Would you write out the data below exactly, with every line intact?
---------------
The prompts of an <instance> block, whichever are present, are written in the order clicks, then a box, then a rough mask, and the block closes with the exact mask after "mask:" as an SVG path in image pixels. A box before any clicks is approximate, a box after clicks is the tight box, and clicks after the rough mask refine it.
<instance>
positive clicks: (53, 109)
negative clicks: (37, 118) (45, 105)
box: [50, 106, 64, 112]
---------------
* [SOLUTION FOR THIS PROBLEM]
The prompts of an <instance> block, whichever are present, are written in the order clicks, then a box, then a rough mask, and the block closes with the exact mask after "mask:" as an SVG path in image pixels. A box before any clicks is approximate, a box after clicks is the tight box, and clicks after the rough mask refine it.
<instance>
positive clicks: (53, 109)
negative clicks: (37, 118) (45, 105)
box: [50, 106, 64, 112]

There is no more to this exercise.